%%

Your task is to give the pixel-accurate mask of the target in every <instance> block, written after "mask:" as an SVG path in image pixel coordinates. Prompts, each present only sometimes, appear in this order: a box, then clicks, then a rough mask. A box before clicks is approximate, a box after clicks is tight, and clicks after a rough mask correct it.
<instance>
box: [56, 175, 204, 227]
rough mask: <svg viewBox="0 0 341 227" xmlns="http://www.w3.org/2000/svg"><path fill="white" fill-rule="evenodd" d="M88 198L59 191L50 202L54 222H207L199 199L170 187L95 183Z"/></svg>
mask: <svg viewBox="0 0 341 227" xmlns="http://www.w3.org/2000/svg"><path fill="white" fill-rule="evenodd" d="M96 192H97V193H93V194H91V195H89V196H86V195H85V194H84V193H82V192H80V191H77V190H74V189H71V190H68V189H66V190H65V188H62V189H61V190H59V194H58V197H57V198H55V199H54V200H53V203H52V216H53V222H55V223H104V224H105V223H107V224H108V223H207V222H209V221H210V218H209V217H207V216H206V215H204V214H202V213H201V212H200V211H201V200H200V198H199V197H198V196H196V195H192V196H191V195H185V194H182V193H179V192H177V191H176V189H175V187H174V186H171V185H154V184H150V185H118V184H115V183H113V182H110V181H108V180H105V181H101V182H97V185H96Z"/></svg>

%%

AIM OF THE EXERCISE: From the top of the material above, please transcribe each line exactly. Include the line with "box: [56, 175, 204, 227]" and end there.

SOLUTION:
Your task is to give the pixel-accurate mask of the target in every <instance> block, written after "mask:" as an SVG path in image pixel coordinates. Prompts, each present only sometimes, appear in this order: a box, then clicks, then a rough mask. A box before clicks is approximate, a box after clicks is tight, and clicks after a rough mask correct it.
<instance>
box: [56, 175, 204, 227]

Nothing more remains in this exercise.